======== EXTRACTED RECORDS ========

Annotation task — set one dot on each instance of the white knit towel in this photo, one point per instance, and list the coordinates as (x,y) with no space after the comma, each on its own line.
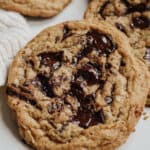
(14,33)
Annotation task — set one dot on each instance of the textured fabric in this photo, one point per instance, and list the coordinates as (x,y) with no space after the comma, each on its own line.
(14,33)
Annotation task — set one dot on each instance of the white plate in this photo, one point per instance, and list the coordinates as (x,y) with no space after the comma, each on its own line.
(9,139)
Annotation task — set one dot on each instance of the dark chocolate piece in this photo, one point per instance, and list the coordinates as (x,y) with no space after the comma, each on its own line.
(121,28)
(45,85)
(66,32)
(103,8)
(140,22)
(97,41)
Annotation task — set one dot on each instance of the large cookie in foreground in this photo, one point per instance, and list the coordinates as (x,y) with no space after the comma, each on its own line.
(77,86)
(35,8)
(132,17)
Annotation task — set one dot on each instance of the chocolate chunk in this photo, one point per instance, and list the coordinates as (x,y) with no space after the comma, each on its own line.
(126,2)
(101,11)
(77,90)
(97,41)
(136,8)
(147,54)
(87,118)
(108,65)
(121,28)
(52,59)
(66,32)
(44,84)
(108,99)
(140,22)
(54,107)
(90,73)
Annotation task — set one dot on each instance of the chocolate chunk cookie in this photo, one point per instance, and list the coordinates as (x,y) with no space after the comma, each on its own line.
(131,17)
(37,8)
(77,86)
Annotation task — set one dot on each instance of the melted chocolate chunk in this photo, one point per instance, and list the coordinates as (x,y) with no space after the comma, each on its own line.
(147,54)
(108,100)
(140,22)
(122,63)
(108,65)
(44,83)
(121,28)
(101,11)
(97,41)
(54,107)
(137,8)
(90,73)
(77,90)
(87,118)
(66,32)
(52,59)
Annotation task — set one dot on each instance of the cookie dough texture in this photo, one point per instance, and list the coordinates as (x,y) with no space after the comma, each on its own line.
(77,86)
(37,8)
(131,17)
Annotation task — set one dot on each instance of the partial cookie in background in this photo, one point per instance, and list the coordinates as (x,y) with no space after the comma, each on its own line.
(35,8)
(132,17)
(14,34)
(77,86)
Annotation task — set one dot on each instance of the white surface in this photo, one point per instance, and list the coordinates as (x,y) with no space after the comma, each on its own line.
(12,25)
(9,140)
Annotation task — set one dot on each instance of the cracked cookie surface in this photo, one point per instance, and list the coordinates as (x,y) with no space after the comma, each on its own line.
(77,86)
(131,17)
(35,8)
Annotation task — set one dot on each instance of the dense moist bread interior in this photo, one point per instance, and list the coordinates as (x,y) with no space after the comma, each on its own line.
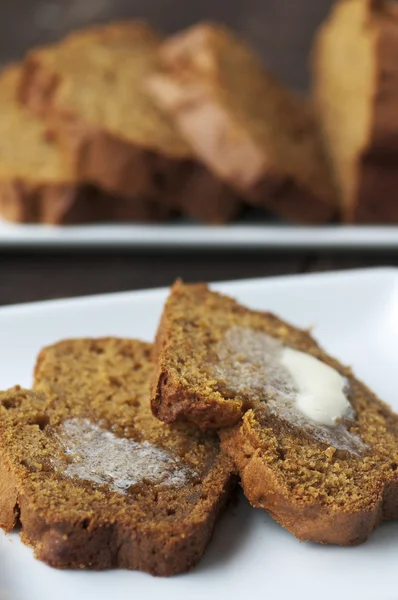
(215,352)
(98,77)
(26,150)
(218,68)
(310,471)
(93,394)
(345,56)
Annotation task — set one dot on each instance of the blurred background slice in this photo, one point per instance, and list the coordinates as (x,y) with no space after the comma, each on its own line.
(270,25)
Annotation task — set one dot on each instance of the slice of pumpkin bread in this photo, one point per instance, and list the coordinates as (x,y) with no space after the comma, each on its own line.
(95,480)
(36,186)
(251,132)
(89,89)
(313,445)
(355,81)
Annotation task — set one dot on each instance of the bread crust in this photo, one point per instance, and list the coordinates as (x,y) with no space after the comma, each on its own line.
(119,166)
(321,487)
(72,523)
(374,197)
(172,397)
(217,136)
(310,523)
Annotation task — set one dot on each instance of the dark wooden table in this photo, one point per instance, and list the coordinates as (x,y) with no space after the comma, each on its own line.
(281,30)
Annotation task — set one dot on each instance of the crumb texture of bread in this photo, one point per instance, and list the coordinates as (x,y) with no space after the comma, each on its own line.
(89,89)
(36,186)
(330,484)
(95,479)
(355,80)
(247,128)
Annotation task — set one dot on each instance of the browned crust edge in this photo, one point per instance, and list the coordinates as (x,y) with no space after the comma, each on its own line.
(234,158)
(314,523)
(376,199)
(84,544)
(120,167)
(170,403)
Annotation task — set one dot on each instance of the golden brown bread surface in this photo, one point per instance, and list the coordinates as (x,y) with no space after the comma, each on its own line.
(329,484)
(95,479)
(355,79)
(36,185)
(89,89)
(249,130)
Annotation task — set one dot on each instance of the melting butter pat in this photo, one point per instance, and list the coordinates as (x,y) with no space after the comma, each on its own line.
(320,389)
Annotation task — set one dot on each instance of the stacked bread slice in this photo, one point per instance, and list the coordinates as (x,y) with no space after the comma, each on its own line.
(193,125)
(355,80)
(312,444)
(94,479)
(123,453)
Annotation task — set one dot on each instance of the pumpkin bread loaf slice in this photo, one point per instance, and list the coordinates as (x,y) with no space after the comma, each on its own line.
(95,480)
(312,444)
(355,75)
(89,89)
(35,184)
(248,129)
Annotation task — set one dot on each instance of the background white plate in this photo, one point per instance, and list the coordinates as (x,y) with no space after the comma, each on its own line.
(355,316)
(192,236)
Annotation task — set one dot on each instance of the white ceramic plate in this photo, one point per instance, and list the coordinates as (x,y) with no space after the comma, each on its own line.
(192,236)
(355,316)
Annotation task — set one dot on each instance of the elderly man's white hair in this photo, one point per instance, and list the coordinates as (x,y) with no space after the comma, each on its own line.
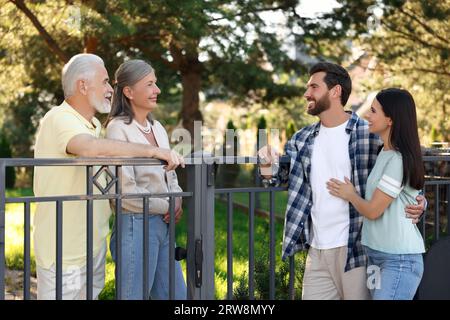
(80,66)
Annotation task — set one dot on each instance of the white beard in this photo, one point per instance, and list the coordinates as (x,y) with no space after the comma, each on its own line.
(100,106)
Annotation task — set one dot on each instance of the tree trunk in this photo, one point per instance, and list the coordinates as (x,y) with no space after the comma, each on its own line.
(190,110)
(90,44)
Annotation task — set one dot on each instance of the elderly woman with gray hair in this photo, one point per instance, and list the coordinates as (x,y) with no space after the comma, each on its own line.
(135,97)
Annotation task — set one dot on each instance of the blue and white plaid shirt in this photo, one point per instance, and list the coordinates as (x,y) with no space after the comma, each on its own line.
(363,149)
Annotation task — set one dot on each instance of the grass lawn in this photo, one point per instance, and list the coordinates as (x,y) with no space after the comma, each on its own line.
(14,248)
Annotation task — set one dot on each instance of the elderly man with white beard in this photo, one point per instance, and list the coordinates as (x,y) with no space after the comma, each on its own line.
(66,131)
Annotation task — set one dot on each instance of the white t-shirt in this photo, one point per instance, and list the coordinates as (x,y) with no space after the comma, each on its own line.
(330,214)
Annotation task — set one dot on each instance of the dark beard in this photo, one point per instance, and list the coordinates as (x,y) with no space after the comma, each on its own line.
(322,105)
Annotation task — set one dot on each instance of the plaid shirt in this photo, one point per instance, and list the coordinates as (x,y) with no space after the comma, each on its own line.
(363,149)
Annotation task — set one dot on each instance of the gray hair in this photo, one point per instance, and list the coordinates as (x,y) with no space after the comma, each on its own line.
(78,67)
(128,74)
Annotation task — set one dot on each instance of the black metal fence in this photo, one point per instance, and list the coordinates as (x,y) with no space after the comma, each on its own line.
(200,196)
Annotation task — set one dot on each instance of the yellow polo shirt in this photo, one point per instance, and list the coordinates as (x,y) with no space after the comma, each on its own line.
(58,126)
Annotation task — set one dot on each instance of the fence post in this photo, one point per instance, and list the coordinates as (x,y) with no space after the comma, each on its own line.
(200,238)
(2,228)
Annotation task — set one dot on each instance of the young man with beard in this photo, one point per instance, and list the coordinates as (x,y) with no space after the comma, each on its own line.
(66,131)
(339,145)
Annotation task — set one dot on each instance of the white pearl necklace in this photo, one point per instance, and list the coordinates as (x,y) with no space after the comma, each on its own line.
(147,129)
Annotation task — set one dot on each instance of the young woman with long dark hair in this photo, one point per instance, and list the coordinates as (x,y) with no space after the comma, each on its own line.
(393,244)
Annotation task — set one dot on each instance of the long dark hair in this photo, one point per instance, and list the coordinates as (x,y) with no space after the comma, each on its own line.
(126,75)
(398,104)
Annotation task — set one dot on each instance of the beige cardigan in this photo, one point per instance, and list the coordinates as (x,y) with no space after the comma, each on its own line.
(143,179)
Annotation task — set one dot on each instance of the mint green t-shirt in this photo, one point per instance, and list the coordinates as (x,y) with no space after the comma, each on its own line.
(392,232)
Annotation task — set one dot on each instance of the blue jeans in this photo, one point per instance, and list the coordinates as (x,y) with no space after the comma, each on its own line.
(393,276)
(158,259)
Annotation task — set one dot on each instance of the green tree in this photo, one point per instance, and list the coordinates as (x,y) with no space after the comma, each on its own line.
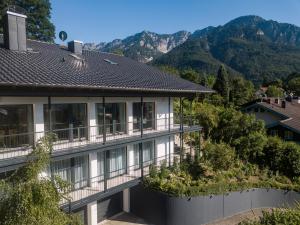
(294,85)
(211,79)
(39,26)
(222,83)
(251,147)
(27,198)
(190,75)
(274,91)
(242,91)
(221,155)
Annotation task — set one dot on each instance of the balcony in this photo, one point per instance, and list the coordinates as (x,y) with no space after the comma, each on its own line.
(16,145)
(101,184)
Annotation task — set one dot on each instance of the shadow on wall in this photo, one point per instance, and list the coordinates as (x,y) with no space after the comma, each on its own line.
(161,209)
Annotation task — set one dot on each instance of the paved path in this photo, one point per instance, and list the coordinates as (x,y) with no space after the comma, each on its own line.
(125,219)
(129,219)
(236,219)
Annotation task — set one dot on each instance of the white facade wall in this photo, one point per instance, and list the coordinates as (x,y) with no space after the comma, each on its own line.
(161,144)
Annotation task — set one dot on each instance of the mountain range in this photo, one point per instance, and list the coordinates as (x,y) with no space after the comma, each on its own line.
(259,49)
(144,46)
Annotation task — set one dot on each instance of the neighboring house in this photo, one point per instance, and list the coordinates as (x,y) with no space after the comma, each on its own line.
(113,117)
(281,117)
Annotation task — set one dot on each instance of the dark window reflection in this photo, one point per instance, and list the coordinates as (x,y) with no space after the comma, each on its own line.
(115,118)
(148,116)
(16,126)
(68,121)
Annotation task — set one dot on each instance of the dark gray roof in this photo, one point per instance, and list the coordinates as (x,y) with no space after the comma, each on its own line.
(50,65)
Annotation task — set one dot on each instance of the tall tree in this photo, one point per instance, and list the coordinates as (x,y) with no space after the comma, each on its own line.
(28,198)
(39,26)
(222,83)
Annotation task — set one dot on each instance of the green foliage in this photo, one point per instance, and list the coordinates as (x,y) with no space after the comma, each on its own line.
(274,152)
(28,198)
(233,124)
(39,26)
(208,117)
(221,156)
(291,159)
(251,148)
(274,91)
(194,178)
(286,216)
(242,91)
(190,75)
(294,85)
(222,83)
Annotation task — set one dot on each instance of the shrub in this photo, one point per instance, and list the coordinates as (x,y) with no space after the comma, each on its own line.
(274,154)
(292,154)
(250,148)
(221,156)
(277,216)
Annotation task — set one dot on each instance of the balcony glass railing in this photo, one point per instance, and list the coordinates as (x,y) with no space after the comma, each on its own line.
(102,183)
(16,145)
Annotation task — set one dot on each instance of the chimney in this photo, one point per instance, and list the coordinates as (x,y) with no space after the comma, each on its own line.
(14,30)
(75,47)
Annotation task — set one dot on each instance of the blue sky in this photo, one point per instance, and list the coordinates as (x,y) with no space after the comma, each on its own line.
(105,20)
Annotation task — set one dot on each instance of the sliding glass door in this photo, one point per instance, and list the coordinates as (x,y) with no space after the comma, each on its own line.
(148,116)
(74,171)
(16,126)
(68,121)
(115,118)
(116,162)
(148,154)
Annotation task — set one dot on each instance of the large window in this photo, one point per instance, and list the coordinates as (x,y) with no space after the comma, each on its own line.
(148,153)
(148,116)
(115,118)
(116,162)
(16,126)
(68,121)
(74,171)
(288,135)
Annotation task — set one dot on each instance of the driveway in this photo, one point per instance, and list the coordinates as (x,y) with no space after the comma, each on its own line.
(125,219)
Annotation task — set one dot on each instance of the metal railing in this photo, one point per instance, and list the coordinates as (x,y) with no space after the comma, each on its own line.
(15,145)
(102,183)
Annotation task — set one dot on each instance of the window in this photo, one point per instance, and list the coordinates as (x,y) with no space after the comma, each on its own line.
(136,153)
(115,118)
(16,126)
(288,135)
(116,162)
(68,121)
(100,164)
(148,116)
(274,132)
(148,153)
(74,170)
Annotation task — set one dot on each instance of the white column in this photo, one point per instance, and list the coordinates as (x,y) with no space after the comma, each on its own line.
(129,115)
(172,148)
(93,169)
(126,200)
(130,159)
(171,116)
(92,213)
(38,121)
(92,121)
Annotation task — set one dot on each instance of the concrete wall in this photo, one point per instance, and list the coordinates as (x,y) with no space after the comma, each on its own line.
(161,209)
(266,116)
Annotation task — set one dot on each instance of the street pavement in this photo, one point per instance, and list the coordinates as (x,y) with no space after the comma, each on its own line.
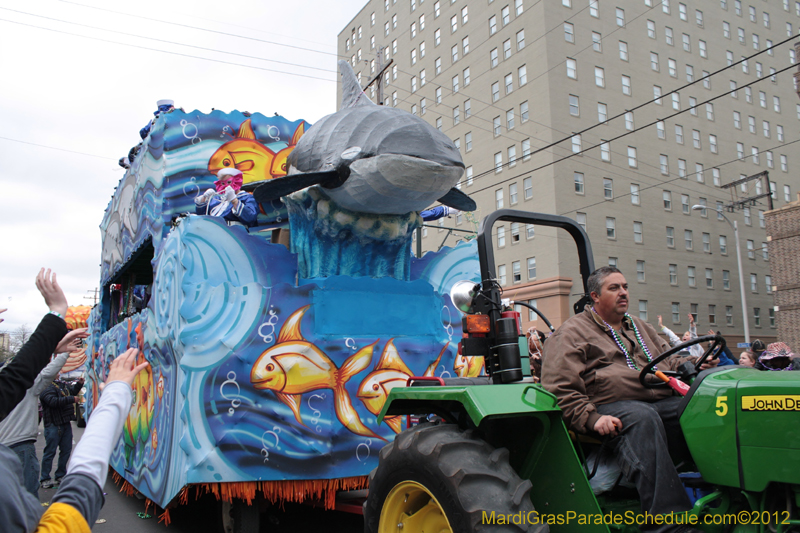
(119,514)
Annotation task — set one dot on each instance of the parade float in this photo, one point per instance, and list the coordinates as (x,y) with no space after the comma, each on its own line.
(269,361)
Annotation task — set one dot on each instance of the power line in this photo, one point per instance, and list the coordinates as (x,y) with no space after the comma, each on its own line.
(167,51)
(55,148)
(117,32)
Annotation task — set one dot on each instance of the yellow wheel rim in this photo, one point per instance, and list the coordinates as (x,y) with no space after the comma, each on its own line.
(410,507)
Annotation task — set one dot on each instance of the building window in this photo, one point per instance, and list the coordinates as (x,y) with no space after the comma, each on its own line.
(611,228)
(605,152)
(608,189)
(576,144)
(599,77)
(664,164)
(578,176)
(597,42)
(572,68)
(516,272)
(569,32)
(632,162)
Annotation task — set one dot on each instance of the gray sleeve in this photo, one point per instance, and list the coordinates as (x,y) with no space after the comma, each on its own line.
(102,433)
(82,493)
(46,376)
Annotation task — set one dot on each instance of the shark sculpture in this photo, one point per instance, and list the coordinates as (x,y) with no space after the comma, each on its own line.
(373,159)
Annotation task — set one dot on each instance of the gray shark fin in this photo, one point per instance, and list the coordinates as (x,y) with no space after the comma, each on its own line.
(352,95)
(458,200)
(286,185)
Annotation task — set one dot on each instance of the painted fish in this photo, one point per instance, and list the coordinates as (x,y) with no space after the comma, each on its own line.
(373,159)
(294,366)
(244,153)
(279,167)
(468,366)
(390,372)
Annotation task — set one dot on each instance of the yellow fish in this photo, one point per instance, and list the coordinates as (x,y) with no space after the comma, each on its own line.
(390,372)
(468,366)
(293,366)
(244,153)
(278,168)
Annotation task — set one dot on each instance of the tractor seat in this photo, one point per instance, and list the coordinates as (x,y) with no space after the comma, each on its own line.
(466,382)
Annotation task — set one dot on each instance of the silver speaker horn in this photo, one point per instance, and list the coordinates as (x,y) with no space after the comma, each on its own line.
(463,295)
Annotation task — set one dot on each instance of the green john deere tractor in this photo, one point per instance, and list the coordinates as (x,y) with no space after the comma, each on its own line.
(493,454)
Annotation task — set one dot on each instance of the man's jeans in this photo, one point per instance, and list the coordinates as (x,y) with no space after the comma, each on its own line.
(649,432)
(26,451)
(56,437)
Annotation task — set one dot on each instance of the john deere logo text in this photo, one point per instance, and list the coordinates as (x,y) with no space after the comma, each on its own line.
(771,403)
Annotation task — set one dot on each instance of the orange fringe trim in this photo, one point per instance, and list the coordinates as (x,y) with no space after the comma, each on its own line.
(297,491)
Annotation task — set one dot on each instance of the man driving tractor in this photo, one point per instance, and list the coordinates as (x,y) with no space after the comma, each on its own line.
(592,365)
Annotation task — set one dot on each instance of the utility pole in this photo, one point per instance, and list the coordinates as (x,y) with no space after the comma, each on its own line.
(94,297)
(379,76)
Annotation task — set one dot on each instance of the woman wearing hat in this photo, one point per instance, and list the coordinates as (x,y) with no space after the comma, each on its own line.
(229,201)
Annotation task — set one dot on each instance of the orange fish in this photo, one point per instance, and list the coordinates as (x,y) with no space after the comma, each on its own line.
(294,366)
(244,153)
(468,366)
(278,168)
(390,372)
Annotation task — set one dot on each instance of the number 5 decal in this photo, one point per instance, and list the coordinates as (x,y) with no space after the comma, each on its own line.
(722,406)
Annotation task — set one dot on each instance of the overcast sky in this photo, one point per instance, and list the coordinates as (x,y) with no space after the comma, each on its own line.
(63,92)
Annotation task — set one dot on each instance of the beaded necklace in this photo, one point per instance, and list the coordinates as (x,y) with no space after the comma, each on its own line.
(621,345)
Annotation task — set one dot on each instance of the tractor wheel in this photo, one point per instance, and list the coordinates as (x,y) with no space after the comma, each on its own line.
(238,517)
(439,478)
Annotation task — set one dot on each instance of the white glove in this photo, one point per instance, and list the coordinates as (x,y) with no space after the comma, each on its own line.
(228,195)
(205,197)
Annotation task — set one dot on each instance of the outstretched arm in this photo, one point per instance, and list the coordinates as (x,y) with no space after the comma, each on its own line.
(19,375)
(81,493)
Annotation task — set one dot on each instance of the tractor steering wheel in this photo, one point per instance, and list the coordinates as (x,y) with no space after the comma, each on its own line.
(648,369)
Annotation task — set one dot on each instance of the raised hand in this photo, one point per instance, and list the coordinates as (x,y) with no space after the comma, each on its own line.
(53,295)
(71,341)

========

__SET PROBLEM__
Transcribe the records above exactly, but only from the line that contains "of the overcast" through their final line, inclusive.

__REPLY TO THE EXERCISE__
Annotation task — set one dot on each instance of the overcast sky in this photo, one point per instance, and list the coordinates as (x,y) with no space after the comma, each on its own line.
(63,92)
Annotation task — set one dot on each instance of the beaded necklace in this photo, one point per instance, and list the coordinates as (x,y) with no space after the comma, each on its own line.
(621,345)
Annotation task — set one dot on each instance of the tractor wheel in this photo, one point per instance, and list the coordinates as (x,y) with no space after the comma, each on its own line.
(238,517)
(439,478)
Annotation task — set one dot on each instance of the white glove in this photo, one point per instance, and list the coordinates as (x,y) with no space after the comma, each on its own line.
(228,195)
(205,197)
Annotation task — set one dot on each instance of the outstretched arm in this photo, one point per instance, and list the coordinates as (x,y) with no space after the comma, each on its own line.
(19,375)
(81,493)
Annotation task — set one dot on each instance of the tractor steering wheel in this photo, one point per instance, and list the coordinates as (x,y) with no space after the comma, each on its own line.
(648,369)
Annotation task — set one dot on each instance of the raised hand in this photo, one point per instance, and list the coordinates as (x,y) with no space after the comma, each on its own line.
(53,295)
(71,341)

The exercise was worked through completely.